=== Brano da leggere ===

Corte di Cassazione, sezione terza civile, Ordinanza 20 novembre 2018, n. 29846.

La massima estrapolata:

È corresponsabile il consulente che, insieme ai manager della Società cliente, decide deliberatamente di omettere i contributi Inps. Il professionista è, dunque, responsabile dei danni provocati al fallimento per essersi accordato con la Società cliente a non pagare i contributi ai lavoratori. Il commercialista, per suo dovere professionale, non deve accettare proposte dei clienti dirette ad evadere la normativa di settore.

Ordinanza 20 novembre 2018, n. 29846

Data udienza 13 settembre 2018

REPUBBLICA ITALIANA

IN NOME DEL POPOLO ITALIANO

LA CORTE SUPREMA DI CASSAZIONE

SEZIONE TERZA CIVILE

Composta dagli Ill.mi Sigg.ri Magistrati:

Dott. TRAVAGLINO Giacomo – Presidente

Dott. SESTINI Danilo – Consigliere

Dott. FIECCONI Francesca – rel. Consigliere

Dott. IANNELLO Emilio – Consigliere

Dott. GIANNITI Pasquale – Consigliere

ha pronunciato la seguente:
ORDINANZA
sul ricorso 3964-2017 proposto da:
(OMISSIS), elettivamente domiciliato in (OMISSIS), presso lo studio dell’avvocato (OMISSIS), rappresentato e difeso dall’avvocato (OMISSIS) giusta procura speciale a margine del ricorso;
– ricorrente –
contro
(OMISSIS) in qualita’ di Curatore del FALLIMENTO DELLA (OMISSIS) SRL IN LIQUIDAZIONE, domiciliato ex lege in ROMA, presso la CANCELLERIA DELLA CORTE DI CASSAZIONE, rappresentato e difeso dall’avvocato (OMISSIS) giusta procura speciale in calce al controricorso;
(OMISSIS) SPA, in persona del Dott. (OMISSIS), nella qualita’ di Procuratore Speciale, elettivamente domiciliata in (OMISSIS), presso lo studio dell’avvocato (OMISSIS), che la rappresenta e difende unitamente all’avvocato (OMISSIS) giusta procura speciale in calce al controricorso;
– controricorrenti –
avverso la sentenza n. 1138/2016 della CORTE D’APPELLO di FIRENZE, depositata il 05/07/2016;
udita la relazione della causa svolta nella camera di consiglio del 13/09/2018 dal Consigliere Dott. FRANCESCA FIECCONI.

=== Voci del dataset ===

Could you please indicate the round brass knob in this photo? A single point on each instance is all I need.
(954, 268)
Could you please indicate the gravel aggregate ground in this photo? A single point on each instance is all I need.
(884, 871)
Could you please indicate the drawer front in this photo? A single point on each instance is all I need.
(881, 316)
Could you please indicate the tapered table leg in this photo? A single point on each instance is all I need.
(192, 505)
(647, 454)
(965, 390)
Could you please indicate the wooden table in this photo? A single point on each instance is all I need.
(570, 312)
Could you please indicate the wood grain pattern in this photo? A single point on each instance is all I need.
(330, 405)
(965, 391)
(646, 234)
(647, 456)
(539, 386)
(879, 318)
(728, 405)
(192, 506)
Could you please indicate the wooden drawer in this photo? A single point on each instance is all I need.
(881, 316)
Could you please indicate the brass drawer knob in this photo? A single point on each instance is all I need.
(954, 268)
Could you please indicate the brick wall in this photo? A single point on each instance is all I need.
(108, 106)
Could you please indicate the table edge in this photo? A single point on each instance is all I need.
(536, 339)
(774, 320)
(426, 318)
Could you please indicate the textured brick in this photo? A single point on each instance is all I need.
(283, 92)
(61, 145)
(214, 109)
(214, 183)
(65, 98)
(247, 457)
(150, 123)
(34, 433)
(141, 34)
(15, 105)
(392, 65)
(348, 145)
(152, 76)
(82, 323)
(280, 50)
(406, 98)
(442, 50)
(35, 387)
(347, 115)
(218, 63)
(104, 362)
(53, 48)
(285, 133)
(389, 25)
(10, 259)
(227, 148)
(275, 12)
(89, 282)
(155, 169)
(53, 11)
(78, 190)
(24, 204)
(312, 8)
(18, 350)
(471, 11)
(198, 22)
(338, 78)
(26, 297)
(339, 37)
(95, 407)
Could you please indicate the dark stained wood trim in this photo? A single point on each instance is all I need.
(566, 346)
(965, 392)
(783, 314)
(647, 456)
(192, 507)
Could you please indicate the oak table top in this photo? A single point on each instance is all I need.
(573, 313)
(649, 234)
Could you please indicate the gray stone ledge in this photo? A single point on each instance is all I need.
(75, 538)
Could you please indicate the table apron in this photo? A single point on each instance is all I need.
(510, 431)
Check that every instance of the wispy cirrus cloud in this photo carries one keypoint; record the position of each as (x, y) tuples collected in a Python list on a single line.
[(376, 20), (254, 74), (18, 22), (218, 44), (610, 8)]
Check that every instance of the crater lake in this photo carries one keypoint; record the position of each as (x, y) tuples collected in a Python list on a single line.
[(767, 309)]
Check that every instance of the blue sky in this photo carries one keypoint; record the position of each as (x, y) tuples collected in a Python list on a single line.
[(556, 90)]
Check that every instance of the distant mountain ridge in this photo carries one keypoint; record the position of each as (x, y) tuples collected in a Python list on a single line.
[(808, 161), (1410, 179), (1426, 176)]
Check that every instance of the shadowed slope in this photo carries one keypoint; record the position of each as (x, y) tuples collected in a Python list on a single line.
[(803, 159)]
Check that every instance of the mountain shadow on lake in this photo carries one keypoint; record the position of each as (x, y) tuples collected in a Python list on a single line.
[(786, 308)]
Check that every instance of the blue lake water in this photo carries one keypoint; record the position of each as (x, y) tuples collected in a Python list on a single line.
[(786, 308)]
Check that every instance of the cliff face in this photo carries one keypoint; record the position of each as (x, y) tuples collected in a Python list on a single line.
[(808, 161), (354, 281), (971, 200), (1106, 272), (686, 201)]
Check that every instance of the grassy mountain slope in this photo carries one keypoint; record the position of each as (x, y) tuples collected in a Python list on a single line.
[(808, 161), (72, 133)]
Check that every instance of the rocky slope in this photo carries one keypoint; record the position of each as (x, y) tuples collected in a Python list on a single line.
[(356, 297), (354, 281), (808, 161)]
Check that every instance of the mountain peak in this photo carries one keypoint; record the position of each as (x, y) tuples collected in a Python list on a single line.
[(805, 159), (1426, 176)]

===

Obiettivo:
Trascrivi alla lettera il passo dell'ordinanza che comincia con "Corte di Cassazione, sezione" e termina con "normativa di settore.". Il materiale non ha alcun legame con l'ordinanza.

Risposta scritta:
Corte di Cassazione, sezione terza civile, Ordinanza 20 novembre 2018, n. 29846.

La massima estrapolata:

È corresponsabile il consulente che, insieme ai manager della Società cliente, decide deliberatamente di omettere i contributi Inps. Il professionista è, dunque, responsabile dei danni provocati al fallimento per essersi accordato con la Società cliente a non pagare i contributi ai lavoratori. Il commercialista, per suo dovere professionale, non deve accettare proposte dei clienti dirette ad evadere la normativa di settore.